:: Text provided ::
======

FIG. 6 is a cross sectional view taken along the line 6--6 of FIG. 4.

FIG. 7 is a cross sectional view taken along the line 7--7 of FIG. 6.

FIG. 8 is a cross sectional view, on an enlarged scale, taken generally along the line 8--8 of FIG. 2.

DETAILED DESCRIPTION OF THE PREFERRED EMBODIMENT OF THE INVENTION

Referring first to FIG. 1, a typical application for an internal combustion engine constructed in accordance with an embodiment of the invention is illustrated. In this illustrated embodiment, an internal combustion engine, indicated generally by the reference numeral 11, is employed for powering a walk behind lawn mower of the rotary type, which lawn mower is identified generally by the referenced numeral 12. The lawn mower 12 includes a main housing portion 13 that is supported on wheels 14 and which has a rearwardly disposed handle 15 so that an operator may maneuver the lawn mower 12 and push it forwardly if the lawn mower is not of the self propelled type. Contained within the housing 12 is a rotary blade which cuts grass and directs it rearwardly through a discharge opening into a catcher bag 16 as is well known in this art. Since the construction of the lawn mower 12 forms no part of the invention, further details of its construction are believed unnecessary.

However, in addition to being operated in the normal position as shown in FIG. 1, frequently the lawn mower 12 will be tilted to one side or the other by an operator to service it by removing grass which may clog the discharge opening and prevent entry into the catcher bag 16.

Also it is to be understood that although the invention is disclosed in conjunction with a walk behind type of lawn mower, the invention may be utilized in conjunction with a wide variety of other implements. However, the invention has particular utility in connection with applications where in the engine has its output shaft normally rotating about a vertically disposed axis but wherein the engine may be tilted from this disposition to one in which the output shaft is disposed in a generally horizontal plane during servicing of the implement.

======

:: Given data ::
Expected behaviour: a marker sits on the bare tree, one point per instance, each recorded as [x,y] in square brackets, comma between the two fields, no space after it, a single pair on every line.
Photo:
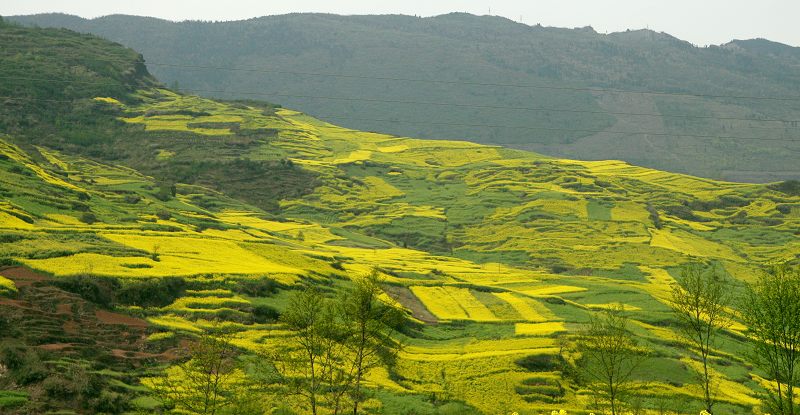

======

:: The exercise ::
Copy the part of the engine patent text that opens with the words containing "However, in addition" and closes with "catcher bag 16.", renaming "operator" to "user". The data are separate material from the engine patent text.

:: Result of this task ::
However, in addition to being operated in the normal position as shown in FIG. 1, frequently the lawn mower 12 will be tilted to one side or the other by an user to service it by removing grass which may clog the discharge opening and prevent entry into the catcher bag 16.